(What to work on): Copy exactly the lines that run from the one containing "Each instance of the eye" through the end of the entries, both ends included.

(Provided data):

------------------------------------------------

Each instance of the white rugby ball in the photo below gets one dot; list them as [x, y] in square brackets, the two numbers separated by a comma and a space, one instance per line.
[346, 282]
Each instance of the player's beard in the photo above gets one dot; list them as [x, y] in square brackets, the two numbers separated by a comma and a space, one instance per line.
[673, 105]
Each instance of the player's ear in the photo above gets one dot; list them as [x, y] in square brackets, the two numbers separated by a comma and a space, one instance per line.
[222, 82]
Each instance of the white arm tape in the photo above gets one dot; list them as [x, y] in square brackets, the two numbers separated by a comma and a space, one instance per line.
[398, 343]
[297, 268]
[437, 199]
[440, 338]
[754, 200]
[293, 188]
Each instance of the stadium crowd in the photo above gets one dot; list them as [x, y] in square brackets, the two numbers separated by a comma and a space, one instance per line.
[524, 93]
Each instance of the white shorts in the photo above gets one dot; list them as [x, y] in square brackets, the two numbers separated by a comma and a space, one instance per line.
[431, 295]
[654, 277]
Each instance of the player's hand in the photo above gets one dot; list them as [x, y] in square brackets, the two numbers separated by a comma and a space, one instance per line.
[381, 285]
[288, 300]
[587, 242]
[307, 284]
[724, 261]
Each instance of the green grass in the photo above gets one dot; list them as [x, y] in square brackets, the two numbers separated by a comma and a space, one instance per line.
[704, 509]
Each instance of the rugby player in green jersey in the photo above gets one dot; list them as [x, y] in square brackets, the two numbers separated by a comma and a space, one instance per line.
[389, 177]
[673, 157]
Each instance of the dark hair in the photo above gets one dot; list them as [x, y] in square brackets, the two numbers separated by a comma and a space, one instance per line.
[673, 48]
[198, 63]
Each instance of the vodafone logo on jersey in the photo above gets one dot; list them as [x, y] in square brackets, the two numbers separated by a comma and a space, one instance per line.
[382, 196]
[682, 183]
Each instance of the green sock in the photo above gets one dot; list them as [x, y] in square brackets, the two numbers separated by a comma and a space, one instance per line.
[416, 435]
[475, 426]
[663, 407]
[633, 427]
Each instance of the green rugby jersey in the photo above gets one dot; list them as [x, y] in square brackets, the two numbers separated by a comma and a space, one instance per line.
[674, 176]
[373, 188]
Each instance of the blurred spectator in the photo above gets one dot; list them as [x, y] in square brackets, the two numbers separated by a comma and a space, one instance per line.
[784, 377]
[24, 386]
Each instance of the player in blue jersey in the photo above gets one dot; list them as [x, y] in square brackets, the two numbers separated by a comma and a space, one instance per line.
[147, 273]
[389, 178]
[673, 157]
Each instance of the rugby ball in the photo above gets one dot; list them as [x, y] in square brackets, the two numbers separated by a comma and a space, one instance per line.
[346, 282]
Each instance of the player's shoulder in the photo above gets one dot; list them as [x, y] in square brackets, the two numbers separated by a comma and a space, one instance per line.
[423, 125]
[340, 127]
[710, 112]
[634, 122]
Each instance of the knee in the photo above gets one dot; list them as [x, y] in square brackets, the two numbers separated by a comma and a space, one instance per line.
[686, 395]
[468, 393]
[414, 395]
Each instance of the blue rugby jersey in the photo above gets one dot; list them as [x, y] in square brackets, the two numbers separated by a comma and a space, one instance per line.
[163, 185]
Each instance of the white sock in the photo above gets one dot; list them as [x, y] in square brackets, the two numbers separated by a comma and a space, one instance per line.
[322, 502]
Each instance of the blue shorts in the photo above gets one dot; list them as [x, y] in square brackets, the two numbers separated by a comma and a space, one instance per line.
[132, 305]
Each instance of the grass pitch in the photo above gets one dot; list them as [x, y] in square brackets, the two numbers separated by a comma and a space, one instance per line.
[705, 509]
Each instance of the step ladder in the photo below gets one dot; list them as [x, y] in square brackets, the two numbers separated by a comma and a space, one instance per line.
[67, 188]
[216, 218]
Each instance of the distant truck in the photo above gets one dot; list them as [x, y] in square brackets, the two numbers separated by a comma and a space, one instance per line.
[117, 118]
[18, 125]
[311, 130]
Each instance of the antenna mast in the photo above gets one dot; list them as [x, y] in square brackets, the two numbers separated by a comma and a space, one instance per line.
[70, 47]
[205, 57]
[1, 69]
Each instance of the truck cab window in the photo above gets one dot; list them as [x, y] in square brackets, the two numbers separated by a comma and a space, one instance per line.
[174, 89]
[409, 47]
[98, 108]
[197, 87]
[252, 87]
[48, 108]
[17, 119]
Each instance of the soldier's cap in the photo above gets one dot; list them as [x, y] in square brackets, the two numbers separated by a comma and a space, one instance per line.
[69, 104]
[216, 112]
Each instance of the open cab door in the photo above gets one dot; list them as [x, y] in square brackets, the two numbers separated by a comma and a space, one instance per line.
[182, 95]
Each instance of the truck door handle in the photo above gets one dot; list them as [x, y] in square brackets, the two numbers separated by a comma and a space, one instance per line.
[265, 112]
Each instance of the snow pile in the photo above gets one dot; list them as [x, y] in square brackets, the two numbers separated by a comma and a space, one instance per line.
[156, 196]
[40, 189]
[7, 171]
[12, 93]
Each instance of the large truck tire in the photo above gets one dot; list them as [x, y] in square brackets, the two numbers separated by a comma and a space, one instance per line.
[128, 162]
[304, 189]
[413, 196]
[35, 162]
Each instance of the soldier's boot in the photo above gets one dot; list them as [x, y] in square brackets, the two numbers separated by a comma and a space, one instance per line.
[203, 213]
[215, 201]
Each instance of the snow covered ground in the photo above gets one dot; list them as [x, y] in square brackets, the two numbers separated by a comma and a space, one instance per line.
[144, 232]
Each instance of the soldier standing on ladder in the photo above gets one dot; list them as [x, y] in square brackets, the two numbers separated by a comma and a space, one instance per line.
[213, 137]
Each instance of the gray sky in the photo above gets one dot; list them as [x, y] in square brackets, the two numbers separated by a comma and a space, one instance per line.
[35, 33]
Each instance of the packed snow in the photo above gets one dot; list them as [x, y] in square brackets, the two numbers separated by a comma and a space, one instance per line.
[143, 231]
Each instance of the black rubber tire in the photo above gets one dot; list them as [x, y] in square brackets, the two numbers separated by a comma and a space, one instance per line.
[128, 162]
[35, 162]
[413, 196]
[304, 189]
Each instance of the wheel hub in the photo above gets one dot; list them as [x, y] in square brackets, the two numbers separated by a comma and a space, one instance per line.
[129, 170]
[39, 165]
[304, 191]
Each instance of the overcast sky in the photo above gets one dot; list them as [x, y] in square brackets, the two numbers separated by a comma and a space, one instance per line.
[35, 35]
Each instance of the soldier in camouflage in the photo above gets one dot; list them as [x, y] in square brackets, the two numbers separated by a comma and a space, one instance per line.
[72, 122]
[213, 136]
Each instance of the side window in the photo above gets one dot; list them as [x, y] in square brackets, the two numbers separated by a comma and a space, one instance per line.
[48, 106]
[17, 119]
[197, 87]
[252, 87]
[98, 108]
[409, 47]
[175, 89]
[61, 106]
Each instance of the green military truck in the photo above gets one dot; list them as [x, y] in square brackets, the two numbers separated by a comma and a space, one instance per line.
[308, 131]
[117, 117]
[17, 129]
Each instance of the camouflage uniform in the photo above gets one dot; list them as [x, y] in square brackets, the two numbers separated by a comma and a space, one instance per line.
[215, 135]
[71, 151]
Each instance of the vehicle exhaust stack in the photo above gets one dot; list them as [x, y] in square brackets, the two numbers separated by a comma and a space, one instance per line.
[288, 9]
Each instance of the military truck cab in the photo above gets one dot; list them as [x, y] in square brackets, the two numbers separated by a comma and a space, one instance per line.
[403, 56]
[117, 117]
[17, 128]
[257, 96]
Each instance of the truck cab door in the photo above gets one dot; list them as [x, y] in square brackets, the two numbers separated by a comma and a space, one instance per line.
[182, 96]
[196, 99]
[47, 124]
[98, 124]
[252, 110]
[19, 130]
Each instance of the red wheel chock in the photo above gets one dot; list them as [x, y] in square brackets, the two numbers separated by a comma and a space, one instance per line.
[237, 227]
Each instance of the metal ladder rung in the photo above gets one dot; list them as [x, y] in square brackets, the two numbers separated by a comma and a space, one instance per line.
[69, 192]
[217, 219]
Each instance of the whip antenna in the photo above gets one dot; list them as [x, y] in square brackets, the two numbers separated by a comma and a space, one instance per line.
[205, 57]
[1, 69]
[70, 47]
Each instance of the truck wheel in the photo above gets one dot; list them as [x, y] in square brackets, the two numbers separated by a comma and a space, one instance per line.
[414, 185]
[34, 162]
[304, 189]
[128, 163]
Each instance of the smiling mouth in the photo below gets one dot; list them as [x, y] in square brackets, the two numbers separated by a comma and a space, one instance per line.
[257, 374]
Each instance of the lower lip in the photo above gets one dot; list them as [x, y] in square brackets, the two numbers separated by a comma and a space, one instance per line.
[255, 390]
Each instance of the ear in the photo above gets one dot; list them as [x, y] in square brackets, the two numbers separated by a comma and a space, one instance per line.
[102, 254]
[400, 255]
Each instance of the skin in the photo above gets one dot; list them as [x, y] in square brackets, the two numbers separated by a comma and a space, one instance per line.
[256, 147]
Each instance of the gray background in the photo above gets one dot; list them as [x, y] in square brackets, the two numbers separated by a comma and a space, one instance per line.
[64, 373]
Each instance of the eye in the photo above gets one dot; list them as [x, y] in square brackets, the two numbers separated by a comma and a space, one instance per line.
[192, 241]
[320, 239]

------------------------------------------------

(Response to the task):
Each instance of the eye in the photo above gets one dot; list them as [x, y] in square brackets, the two numbers separated by a comma and a space, one instance per line.
[192, 241]
[320, 239]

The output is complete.